- Assigned task
Write out every line below with no difference at all.

- Data excerpts
####
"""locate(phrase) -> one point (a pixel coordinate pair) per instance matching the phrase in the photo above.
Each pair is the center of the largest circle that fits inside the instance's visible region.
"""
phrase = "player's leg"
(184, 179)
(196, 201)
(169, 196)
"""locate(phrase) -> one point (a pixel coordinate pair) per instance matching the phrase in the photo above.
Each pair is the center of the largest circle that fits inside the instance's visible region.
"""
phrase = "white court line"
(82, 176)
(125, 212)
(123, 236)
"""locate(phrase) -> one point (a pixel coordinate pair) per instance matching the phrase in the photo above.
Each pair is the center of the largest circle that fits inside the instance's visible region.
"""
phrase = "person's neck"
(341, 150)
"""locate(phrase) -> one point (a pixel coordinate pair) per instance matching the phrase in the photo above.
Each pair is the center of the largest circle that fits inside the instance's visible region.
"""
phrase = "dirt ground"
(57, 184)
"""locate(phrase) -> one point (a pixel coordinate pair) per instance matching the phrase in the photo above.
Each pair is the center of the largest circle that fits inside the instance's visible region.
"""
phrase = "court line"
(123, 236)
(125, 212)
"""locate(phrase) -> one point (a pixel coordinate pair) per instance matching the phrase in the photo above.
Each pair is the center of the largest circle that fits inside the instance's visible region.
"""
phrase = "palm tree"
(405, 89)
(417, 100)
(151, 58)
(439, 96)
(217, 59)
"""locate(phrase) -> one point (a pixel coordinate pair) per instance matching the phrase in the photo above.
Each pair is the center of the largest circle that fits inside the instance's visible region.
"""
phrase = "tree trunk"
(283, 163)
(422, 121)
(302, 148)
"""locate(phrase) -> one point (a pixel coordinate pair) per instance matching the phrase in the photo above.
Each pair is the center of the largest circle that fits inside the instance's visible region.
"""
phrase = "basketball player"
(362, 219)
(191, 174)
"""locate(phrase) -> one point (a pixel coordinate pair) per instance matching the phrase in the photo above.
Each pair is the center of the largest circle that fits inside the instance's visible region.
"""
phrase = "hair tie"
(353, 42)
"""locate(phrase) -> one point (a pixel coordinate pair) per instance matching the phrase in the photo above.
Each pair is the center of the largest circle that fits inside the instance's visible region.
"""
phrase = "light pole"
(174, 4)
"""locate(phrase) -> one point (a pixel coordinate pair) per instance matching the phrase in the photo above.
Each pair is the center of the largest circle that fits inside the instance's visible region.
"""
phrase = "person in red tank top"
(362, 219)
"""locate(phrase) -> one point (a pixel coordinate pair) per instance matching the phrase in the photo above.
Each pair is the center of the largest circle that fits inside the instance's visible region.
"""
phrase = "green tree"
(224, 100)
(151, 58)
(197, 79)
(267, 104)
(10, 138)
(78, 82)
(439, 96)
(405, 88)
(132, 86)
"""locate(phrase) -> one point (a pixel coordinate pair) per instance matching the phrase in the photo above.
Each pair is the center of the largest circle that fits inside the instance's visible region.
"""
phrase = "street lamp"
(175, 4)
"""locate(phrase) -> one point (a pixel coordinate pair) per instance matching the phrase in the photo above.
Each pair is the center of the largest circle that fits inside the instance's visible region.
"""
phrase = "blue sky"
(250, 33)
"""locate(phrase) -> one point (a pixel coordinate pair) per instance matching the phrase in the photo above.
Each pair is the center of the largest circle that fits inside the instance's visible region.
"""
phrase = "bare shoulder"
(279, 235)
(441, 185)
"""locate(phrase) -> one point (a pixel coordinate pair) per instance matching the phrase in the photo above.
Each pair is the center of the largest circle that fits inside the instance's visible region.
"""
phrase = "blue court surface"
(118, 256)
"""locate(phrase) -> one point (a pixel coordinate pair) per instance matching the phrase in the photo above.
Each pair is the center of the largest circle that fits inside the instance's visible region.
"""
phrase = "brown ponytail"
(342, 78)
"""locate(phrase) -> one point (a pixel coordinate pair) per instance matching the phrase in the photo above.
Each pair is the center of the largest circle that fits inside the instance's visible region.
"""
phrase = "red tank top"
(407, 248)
####
- Result
"""locate(phrase) -> one point (a pixel coordinate pair) per instance matching the phrase in the photo above.
Each pair is the center of the largest circle that fits inside the instance's visible region.
"""
phrase = "player's leg"
(184, 179)
(196, 201)
(169, 196)
"""locate(phrase) -> one point (a pixel coordinate pair) per instance matching the phrase in the photo above.
Each pair is the center of the largest circle that fits inside the instance's visible region.
"""
phrase = "white court line"
(82, 176)
(125, 212)
(123, 236)
"""locate(phrase) -> one point (a pixel coordinate pair) per instance matching the phrase in the photo above.
Each pair is the center of the largest circle that fits inside the instance's visible region.
"""
phrase = "person's neck"
(341, 150)
"""locate(phrase) -> one point (a pixel coordinate pair) per instance matching the phrase in the photo above.
Each pair is the center of the largest circle that fits inside the instance's visible region.
"""
phrase = "dirt ground"
(57, 184)
"""locate(phrase) -> one point (a pixel coordinate pair) per instance matching the phrase in the photo above.
Each pair is the center of the largest circle that fits inside the instance's visible region.
"""
phrase = "court line"
(123, 236)
(125, 212)
"""locate(phrase) -> one point (a pixel coordinate pair) per instance matching the phrase in the photo above.
Each pair is the center of the largest circle that fits inside the instance's visible region.
"""
phrase = "palm tree"
(405, 89)
(417, 100)
(151, 58)
(439, 96)
(217, 59)
"""locate(phrase) -> one point (a pixel coordinate pair) per instance matching the phrase in the photo above.
Each pair is the center of the largest circle that fits inside the instance's visible region.
"""
phrase = "tree trunk"
(283, 163)
(422, 121)
(302, 148)
"""locate(phrase) -> one point (a pixel coordinate pair) per instance matching the phrase in the photo above.
Each pair is the center of the largest circle that fits inside the instance's visible region.
"""
phrase = "basketball player"
(362, 219)
(191, 174)
"""locate(phrase) -> one point (a pixel coordinate pair) per instance matching the phrase in the photo above.
Each pair is the center of the largest circle that fits inside the instance's visible region.
"""
phrase = "hair tie"
(353, 42)
"""locate(phrase) -> one point (a pixel coordinate pair) per instance matching the phrase in the photo above.
Each pair is the center of the largest circle that fits inside the instance's visible region.
"""
phrase = "light pole"
(174, 4)
"""locate(phrase) -> one point (a pixel coordinate pair) per instance matching the phrase in the photo above.
Each pair is the center of the largest circle that fits inside the instance's visible region.
"""
phrase = "person in red tank top"
(362, 219)
"""locate(phrase) -> one point (a pixel coordinate pair) per instance matching the phrase in the photo above.
Each pair is the center of the largest circle that fits inside the instance's visible region.
"""
phrase = "green tree"
(224, 100)
(151, 58)
(197, 79)
(267, 104)
(10, 138)
(78, 82)
(439, 96)
(405, 88)
(132, 86)
"""locate(phrase) -> one point (a pixel coordinate pair) per instance matching the phrase in the photo above.
Each pair is the center of the largest circle that fits inside the instance's visible region.
"""
phrase = "street lamp"
(175, 4)
"""locate(phrase) -> one point (a pixel coordinate pair) per instance matching the phrase in the photo above.
Each pair is the center of the largest circle that fits inside the instance's visible region.
"""
phrase = "blue sky"
(250, 33)
"""locate(phrase) -> one point (a pixel coordinate pair) per instance matching the phrase in the photo above.
Each pair is the center of the largest circle that fits inside the instance's visible region.
"""
phrase = "bare shoulder"
(279, 235)
(441, 185)
"""locate(phrase) -> one point (a pixel coordinate pair) per instance matching the phrase in the photo above.
Each pair is the center of the largest circle that fits inside the instance's visible region.
"""
phrase = "blue court surface"
(118, 256)
"""locate(phrase) -> one point (a pixel coordinate pair) per instance matching the phrase in the photo above.
Each pair is the center of the largest circle that fits inside the instance's visible region.
"""
phrase = "brown ponytail"
(342, 78)
"""locate(phrase) -> one point (a pixel coordinate pair) per instance matching the phrase in the photo above.
Each pair is the center of the largest circle that fits inside the instance's visible region.
"""
phrase = "red tank top"
(407, 248)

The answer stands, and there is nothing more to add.